**THE REQUEST**
What follows is a listing to be transcribed exactly.

Items from a data source
· · · · ·

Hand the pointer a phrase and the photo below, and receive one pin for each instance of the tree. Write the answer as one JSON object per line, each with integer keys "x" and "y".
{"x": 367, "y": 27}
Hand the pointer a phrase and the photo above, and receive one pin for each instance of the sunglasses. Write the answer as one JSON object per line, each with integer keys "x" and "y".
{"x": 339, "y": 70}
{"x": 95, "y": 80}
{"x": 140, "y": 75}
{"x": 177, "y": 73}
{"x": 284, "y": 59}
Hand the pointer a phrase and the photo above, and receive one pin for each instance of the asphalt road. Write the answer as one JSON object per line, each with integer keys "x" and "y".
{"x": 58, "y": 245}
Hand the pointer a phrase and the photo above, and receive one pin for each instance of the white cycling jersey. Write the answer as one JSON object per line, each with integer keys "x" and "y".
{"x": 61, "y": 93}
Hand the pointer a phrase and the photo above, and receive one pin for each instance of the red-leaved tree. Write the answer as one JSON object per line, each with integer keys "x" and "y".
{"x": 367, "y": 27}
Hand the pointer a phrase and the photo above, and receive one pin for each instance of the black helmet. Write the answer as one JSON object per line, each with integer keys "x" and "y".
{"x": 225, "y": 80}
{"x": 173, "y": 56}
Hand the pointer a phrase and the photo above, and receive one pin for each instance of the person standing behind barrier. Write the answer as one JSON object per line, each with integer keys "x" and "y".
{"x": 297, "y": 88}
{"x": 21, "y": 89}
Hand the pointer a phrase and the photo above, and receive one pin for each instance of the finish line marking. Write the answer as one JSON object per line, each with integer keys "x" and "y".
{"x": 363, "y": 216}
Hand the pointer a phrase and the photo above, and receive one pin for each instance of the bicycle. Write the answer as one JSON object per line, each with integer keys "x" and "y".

· · · · ·

**WRITTEN ANSWER**
Hand the pointer a phrase and the photo below, and receive one pin for each instance of the tree. Write the answer as one JSON object per line, each with integer keys "x" and "y".
{"x": 367, "y": 27}
Hand the pointer a phrase and the photo above, and receive one pin for each instance of the sunglasses. Write the answer as one JSON object per line, each with integer keys "x" and "y".
{"x": 339, "y": 70}
{"x": 95, "y": 80}
{"x": 140, "y": 75}
{"x": 177, "y": 73}
{"x": 284, "y": 59}
Hand the pointer a phrase and the photo above, and receive one pin for each instance of the asphalt road. Write the answer as one JSON object per line, each with integer keys "x" and "y".
{"x": 58, "y": 245}
Hand the pointer a phrase and the photo above, and receive one pin for each instance of the white cycling jersey. Write the answer as one JSON object per line, each with integer keys "x" and "y".
{"x": 61, "y": 93}
Hand the pointer a phrase and the photo above, and receive one pin for each instance of the red-leaved tree. Write the answer as one JSON object per line, each with integer keys "x" and "y".
{"x": 367, "y": 27}
Hand the pointer a phrase and the photo above, and receive one pin for each instance of the black helmet. Write the answer as one JSON object per line, each with integer keys "x" and "y".
{"x": 225, "y": 80}
{"x": 173, "y": 56}
Hand the pointer a phrase and the photo above, and receive one pin for each instance of the person standing behind barrier. Write the answer as one JSON object per line, each with integer keys "x" and "y".
{"x": 297, "y": 88}
{"x": 21, "y": 89}
Hand the pointer a phrase and the photo above, and receive one pin for each instance of the finish line marking. Write the answer as one JSON object per line, each with integer keys "x" and "y".
{"x": 363, "y": 216}
Hand the pointer a phrase and the photo above, and receive one pin for each instance of the bicycle. Write the answer as one JSON object per line, each with integer keys "x" and "y".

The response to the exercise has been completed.